#### Exercise:
Extend the news roundup on McConnell's Medicare and Social Security remarks, picking up right after its final sentence.

#### Source text:
☆ ☆ ☆ ☆ ☆ ☆ ☆

One Week Later: McConnell Effect Drags Down GOP

Politico ‘Campaign gold’: McConnell delivers election gift to Manchin and red-state Dems

In the week since Mitch McConnell admitted his new effort to cut Medicare and Social Security, his threat to earned benefits has shown up in campaigns across the country, putting Republican Senate candidates on defense — again.


Associated Press: Sinema on campaign blitz as Trump pushes for McSally

  • Sinema went on to attack McSally’s votes to repeal the Affordable Care Act and replace it with a law that cut protections for pre-existing conditions and was expected to boost premiums for older Americans, noting that McSally recently said she’d like to take that same vote again.


CNHI News: McConnell ‘misguided’ on Medicare reform, Donnelly says

  • McConnell then called for reforms to Medicare and Social Security, echoing comments by Ryan last year.
  • During an afternoon stop in Anderson, Donnelly, a Democrat, pledged, “I’m going to fight for Social Security and Medicare. … What we ought to do is run our government for average regular families. That’s what I try to do every day.”

The Herald Bulletin: Ken de la Bastide column: Silence not a trait Braun needs

  • Braun said he was on a “fast track” and suggested I contact his campaign staff for an interview.
  • My intent was to ask the candidate about a recent remark by Senate Majority Leader Mitch McConnell calling for reforms to Social Security and Medicare because the national debt is expected to rise by $779 billion this year.

☆ ☆ ☆ ☆ ☆ ☆ ☆

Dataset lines
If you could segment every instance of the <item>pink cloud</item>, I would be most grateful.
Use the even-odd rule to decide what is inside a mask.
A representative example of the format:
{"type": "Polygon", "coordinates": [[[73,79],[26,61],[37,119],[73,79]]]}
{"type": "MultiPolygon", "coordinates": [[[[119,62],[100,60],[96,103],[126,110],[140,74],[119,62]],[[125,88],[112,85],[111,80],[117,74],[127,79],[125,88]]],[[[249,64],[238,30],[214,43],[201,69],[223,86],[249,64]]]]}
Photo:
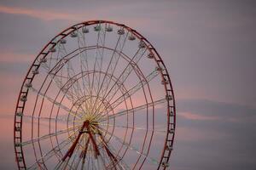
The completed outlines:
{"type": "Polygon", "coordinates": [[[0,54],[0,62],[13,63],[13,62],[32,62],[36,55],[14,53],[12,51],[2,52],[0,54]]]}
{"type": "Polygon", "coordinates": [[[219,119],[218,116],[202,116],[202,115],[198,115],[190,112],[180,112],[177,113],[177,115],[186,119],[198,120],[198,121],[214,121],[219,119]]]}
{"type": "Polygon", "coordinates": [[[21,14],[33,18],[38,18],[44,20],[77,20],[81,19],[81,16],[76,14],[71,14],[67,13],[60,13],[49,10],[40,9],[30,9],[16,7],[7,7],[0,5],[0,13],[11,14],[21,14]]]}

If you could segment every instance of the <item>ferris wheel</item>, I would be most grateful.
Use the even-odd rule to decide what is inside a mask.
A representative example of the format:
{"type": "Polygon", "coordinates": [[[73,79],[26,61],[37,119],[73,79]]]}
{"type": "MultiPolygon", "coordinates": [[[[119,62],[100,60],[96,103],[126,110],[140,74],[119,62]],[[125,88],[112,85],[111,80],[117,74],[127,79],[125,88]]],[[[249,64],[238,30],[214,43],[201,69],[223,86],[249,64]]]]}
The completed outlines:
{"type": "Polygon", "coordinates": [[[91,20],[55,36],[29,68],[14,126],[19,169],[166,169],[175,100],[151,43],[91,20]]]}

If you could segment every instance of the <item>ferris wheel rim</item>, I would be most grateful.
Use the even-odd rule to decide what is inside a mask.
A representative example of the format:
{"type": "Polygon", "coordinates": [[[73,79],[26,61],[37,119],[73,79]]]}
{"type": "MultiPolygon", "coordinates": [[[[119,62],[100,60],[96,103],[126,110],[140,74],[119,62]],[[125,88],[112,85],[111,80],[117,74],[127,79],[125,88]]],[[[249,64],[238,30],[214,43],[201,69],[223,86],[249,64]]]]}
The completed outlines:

☆ ☆ ☆ ☆ ☆ ☆ ☆

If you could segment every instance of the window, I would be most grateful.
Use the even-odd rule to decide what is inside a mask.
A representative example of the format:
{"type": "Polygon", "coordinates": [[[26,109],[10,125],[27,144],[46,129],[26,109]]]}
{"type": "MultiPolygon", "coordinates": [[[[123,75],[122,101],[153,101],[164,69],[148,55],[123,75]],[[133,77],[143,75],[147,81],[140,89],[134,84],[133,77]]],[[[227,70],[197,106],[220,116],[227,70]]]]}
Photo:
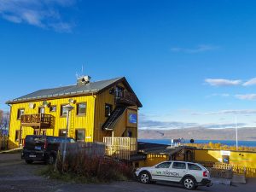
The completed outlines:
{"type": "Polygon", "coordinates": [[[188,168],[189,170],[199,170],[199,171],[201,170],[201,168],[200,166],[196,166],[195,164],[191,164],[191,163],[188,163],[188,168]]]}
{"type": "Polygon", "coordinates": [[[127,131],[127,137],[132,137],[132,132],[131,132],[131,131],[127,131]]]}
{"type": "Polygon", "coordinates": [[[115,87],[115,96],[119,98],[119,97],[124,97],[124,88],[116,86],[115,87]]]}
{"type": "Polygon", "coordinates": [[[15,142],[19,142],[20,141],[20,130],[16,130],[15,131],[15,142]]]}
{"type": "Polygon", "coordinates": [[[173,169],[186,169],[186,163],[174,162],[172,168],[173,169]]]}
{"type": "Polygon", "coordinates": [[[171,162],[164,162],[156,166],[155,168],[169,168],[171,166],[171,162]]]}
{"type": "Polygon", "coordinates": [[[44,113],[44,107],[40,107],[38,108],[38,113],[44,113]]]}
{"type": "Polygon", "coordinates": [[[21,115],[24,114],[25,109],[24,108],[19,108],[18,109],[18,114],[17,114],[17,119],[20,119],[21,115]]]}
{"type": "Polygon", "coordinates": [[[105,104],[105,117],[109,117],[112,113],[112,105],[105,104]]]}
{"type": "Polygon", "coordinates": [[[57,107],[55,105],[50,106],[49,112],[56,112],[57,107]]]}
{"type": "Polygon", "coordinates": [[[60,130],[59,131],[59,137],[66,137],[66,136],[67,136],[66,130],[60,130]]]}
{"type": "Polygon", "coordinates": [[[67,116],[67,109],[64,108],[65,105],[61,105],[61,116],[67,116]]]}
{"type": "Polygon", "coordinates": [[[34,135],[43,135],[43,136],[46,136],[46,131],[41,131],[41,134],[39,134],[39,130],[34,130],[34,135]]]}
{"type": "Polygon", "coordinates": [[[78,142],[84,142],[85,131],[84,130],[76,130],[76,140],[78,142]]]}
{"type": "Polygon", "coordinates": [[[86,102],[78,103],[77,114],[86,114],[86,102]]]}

☆ ☆ ☆ ☆ ☆ ☆ ☆

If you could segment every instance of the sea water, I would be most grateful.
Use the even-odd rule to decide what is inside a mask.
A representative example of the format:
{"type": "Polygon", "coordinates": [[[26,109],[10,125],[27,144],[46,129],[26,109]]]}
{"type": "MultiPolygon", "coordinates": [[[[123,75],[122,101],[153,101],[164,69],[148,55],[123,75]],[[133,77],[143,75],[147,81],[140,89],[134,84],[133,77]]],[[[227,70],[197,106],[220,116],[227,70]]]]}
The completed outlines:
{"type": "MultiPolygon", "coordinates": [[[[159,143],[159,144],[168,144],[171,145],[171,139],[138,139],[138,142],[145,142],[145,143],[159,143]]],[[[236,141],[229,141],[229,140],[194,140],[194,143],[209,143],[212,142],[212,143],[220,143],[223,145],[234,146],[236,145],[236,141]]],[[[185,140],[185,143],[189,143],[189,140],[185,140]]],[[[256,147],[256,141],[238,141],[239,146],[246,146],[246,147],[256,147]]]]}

☆ ☆ ☆ ☆ ☆ ☆ ☆

#### Written answer:
Tampa Bay Times: Did Mitch McConnell just cut Bill Nelson a huge break by foreshadowing Medicare cuts?

  • Majority Leader Mitch McConnell said this week that cuts to entitlement programs — Washington-speak for Medicare, Medicaid and Social Security — are necessary due to rising federal deficits.
  • Nelson doesn’t expect that will go over well in Florida, home to 1.9 million Medicare recipients and where nearly one-in-five residents retirement age or older.
  • “Mitch McConnell made a big mistake yesterday: he gave away his real intentions,” Nelson said Wednesday. “You let the seniors of this state know the Majority Leader is thinking about cutting Social Security and Medicare, they’re not going to be too happy.”


Senate Debate

Judy Woodruff: Mr. Hawley, the first question goes to you […] Senate Majority Leader Mitch McConnell has said this week that the main drivers of the deficit are entitlement programs like Social Security and Medicare, which he said should be considered for cutbacks. Do you agree – here’s the question – do you agree with Leader McConnell that Social Security and Medicare are the leading drivers of the deficit and that they have to reformed, cut back in some way, in order to get the deficit under control?


Senate Debate

Jacky Rosen: You know, I want to say what Senator Heller’s been working on – he talked about the tax bill – that tax bill added $1.8 trillion to the debt and they’re signaling now, Mitch McConnell, his friend Mitch McConnell, that they want to balance our budget on the backs of senior citizens through deep cuts to Social Security and Medicare.


Senate Debate

Sherrod Brown: I hear Congressman Renacci continue to talk about the federal budget deficit. He said he was an architect of this tax bill that went to the wealthiest people in this country and caused stock buybacks to reward corporate executives, and gave a 50 percent off coupon to companies on their taxes, for companies that shut down in Columbus and move overseas, they save 50 percent of their tax. But that blew this huge hole in the federal budget deficit, and his leaders, leaders in Congress, want to close that budget deficit by cutting Medicare and Social Security. You give tax breaks to the richest people and then you stick it to hard working Americans that have paid into Social Security and Medicare their whole lives. I think it is bad economics and it’s just wrong wrong.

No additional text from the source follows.